(TASK TO COMPLETE) Go to the line containing "task: instance_segmentation" in the records below and print it and every following line exactly, on through the line containing "fill: even-odd", then stop.

────────────────

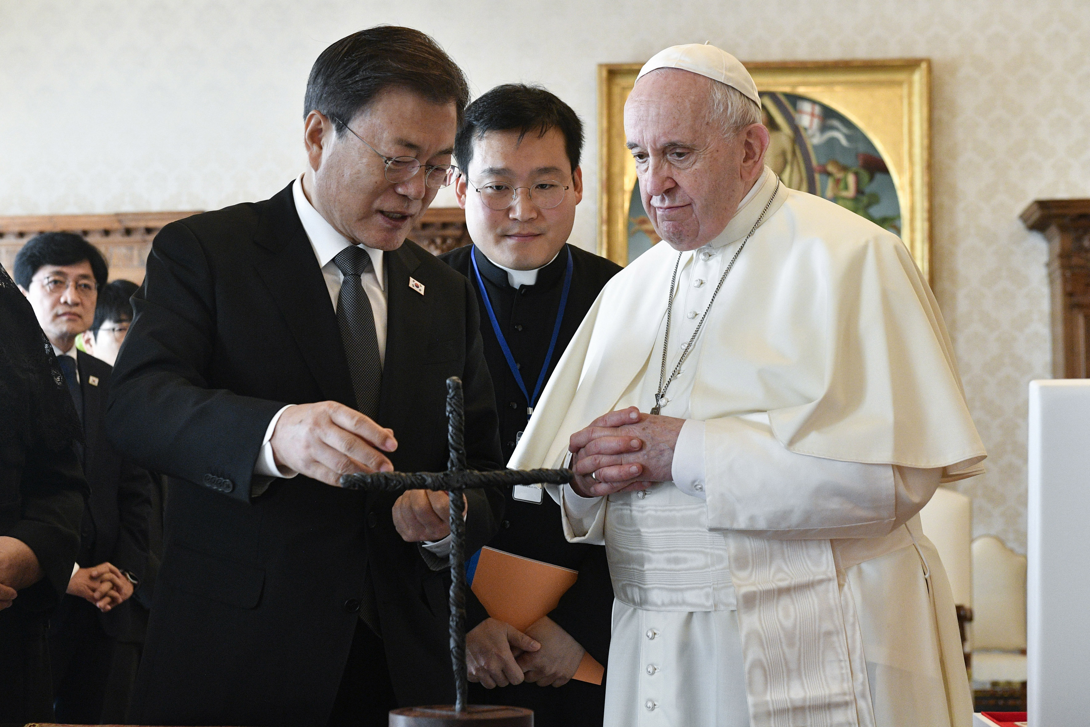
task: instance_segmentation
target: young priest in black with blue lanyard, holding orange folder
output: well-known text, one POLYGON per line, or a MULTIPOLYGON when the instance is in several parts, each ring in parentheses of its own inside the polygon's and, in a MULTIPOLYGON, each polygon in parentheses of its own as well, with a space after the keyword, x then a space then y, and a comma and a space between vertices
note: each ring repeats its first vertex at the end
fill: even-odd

────────────────

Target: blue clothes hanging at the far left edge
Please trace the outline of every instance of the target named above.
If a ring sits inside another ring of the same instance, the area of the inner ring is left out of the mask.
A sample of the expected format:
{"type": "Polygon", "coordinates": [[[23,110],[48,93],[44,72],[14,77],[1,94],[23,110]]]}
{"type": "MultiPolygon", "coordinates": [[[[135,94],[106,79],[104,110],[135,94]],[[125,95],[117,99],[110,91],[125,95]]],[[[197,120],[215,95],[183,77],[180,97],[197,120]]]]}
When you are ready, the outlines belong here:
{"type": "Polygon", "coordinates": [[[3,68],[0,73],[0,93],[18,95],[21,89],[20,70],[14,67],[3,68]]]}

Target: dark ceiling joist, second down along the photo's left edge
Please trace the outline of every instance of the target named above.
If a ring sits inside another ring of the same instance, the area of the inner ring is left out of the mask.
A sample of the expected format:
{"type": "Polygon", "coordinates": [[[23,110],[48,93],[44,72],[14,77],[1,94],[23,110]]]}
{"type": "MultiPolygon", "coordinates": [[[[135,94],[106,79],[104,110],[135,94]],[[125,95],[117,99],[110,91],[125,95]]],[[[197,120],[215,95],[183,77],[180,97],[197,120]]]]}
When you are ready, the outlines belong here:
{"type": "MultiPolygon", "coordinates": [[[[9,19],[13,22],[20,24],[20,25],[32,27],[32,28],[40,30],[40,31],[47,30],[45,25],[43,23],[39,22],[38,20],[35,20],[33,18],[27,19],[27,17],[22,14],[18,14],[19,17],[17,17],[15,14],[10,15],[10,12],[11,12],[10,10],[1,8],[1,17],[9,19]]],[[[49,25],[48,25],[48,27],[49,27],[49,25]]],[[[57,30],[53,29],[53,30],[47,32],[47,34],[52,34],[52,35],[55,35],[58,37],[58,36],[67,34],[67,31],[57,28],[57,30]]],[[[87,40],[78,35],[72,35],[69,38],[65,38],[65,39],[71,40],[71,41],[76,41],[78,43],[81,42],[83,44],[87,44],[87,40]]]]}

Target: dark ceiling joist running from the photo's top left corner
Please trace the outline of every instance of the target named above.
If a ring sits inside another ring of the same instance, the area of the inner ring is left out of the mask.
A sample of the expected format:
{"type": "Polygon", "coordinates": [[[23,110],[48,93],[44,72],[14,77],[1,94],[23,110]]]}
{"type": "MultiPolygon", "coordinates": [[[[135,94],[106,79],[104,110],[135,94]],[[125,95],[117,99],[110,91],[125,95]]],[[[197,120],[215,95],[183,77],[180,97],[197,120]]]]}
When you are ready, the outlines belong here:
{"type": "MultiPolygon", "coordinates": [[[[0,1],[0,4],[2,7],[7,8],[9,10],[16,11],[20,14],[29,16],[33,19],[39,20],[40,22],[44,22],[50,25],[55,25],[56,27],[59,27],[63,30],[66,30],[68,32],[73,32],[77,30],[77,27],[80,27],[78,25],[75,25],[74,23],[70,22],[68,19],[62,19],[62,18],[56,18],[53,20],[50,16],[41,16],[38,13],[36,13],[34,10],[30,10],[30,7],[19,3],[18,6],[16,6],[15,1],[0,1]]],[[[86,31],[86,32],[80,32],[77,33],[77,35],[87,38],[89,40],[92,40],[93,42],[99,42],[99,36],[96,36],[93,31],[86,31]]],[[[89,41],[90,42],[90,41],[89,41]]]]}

────────────────

(ANSWER BOX)
task: instance_segmentation
target: young priest in black with blue lanyard, holding orange folder
output: well-known text, one POLYGON per line, or a MULTIPOLYGON when the instance is in several parts, each ring in parentheses of its own inside the polygon's and, in a MULTIPOLYGON, each polygon in parentheses of its own as well, with a space after the keyword, x then a space then y, and a comma and a space between vertices
note: each ring repeats its first vertex at the end
fill: even-odd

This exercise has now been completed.